+++ FRAGMENTO PROPUESTO

La segunda pandemia

Antonia Nogales

Periodista & docente. Enseño en Universidad de Zaragoza. Doctora por la Universidad de Sevilla. Presido Laboratorio de Estudios en Comunicación de la Universidad de Sevilla. Investigo en Grupo de Investigación en Comunicación e Información Digital de la Universidad de Zaragoza.

Una enfermera de la clínica San Camillo, en Brescia, en una imagen reciente. FOTO: Christian Penocchio
Una enfermera de la clínica San Camillo, en Brescia, en una imagen reciente. FOTO: Christian Penocchio

Una vez escuché a una mujer vieja decir que odiar era como tomar veneno para que se muriera otro. No aporta nada y solo nos pudre las tripas. Y estos días, leyendo a Isaac Rosa y su manual para el perfecto encabronado, he vuelto a recordar las palabras de aquella buena señora. El columnista se refería, en concreto, a suministrar normas para que aquellos que aún no hubieran logrado aborrecer a Fernando Simón, lo pudieran hacer son solvencia. Resultaba muy estimulante y casi hilarante su enumeración cómica de recomendaciones para adiestrar a una nueva y peligrosa raza: los haters u odiadores, para ser más castizos. Y es que esto de no poder salir de casa está haciéndonos brotar lo mejor y lo peor que todos llevamos dentro.

++++++

## ACTIVIDAD
Continúa la columna sobre el odio durante el confinamiento a partir de su última frase.

+++ DATOS PROPORCIONADOS

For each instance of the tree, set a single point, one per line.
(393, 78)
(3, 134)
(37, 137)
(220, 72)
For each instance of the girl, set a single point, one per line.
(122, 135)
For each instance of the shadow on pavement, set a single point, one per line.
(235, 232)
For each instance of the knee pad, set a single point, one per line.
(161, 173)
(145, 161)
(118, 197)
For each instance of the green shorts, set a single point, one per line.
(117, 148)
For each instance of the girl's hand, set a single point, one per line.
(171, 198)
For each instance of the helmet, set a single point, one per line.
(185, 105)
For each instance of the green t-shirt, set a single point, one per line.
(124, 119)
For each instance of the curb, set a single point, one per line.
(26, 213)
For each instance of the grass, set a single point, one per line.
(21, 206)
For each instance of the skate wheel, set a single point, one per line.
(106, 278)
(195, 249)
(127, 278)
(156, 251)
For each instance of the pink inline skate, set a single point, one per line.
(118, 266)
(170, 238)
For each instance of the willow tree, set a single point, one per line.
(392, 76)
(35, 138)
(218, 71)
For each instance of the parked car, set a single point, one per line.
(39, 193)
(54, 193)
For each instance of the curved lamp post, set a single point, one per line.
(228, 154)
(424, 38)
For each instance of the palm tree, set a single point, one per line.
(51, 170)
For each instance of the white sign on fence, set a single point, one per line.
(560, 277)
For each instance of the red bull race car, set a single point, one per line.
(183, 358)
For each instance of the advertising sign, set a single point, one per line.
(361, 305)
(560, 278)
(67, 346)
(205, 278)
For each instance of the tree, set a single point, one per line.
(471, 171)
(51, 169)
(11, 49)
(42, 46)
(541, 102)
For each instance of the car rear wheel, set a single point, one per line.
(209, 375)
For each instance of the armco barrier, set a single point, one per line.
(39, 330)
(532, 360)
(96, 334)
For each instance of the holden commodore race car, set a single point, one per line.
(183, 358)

++++++

## RESPUESTA DEL EJERCICIO
Hace emerger lo mejor porque tenemos la lagrimilla a flor de piel, nos enternecen las caras ancianas que vemos en los balcones cercanos, los abueletes que salen de la UCI, los niños que hacen dibujos con arcoíris y héroes con bata, las abuelas que cosen mascarillas… Y también nos saca lo peor: nos ofuscamos unas 325 veces al día, discutimos con el prójimo o la prójima porque no dejamos de cruzárnoslo por el pasillo… y se nos está enquistando el odio, que es mucho más letal en cincuenta metros cuadrados. 

El odio se ha hecho fuerte en nosotros y lo dejamos fluir a todas horas por las carreteras que nunca duermen, por las venas digitales. Es este uno de los momentos de mayor crispación en la Red y se nota en el odio que emerge como lo hace la punta de un iceberg sobre el nivel del mar. Hay más insultos que nunca, más quejas que nunca, más cerrazón que nunca. También hay más mentiras, más desinformación y más envalentonados. Abusos de todo tipo jaleados por incautos e impresentables. Perfiles falsos y otros que, precisamente por tener detrás a paisanos de carne y hueso, se emplean para denunciar conductas que no por incívicas e insolidarias dan derecho a convertirnos en la Gestapo del pajarito azul o del pulgar hacia arriba. Todo esto mientras fuera de las redes se libra otra batalla y mucho más real: la de la supervivencia física y social.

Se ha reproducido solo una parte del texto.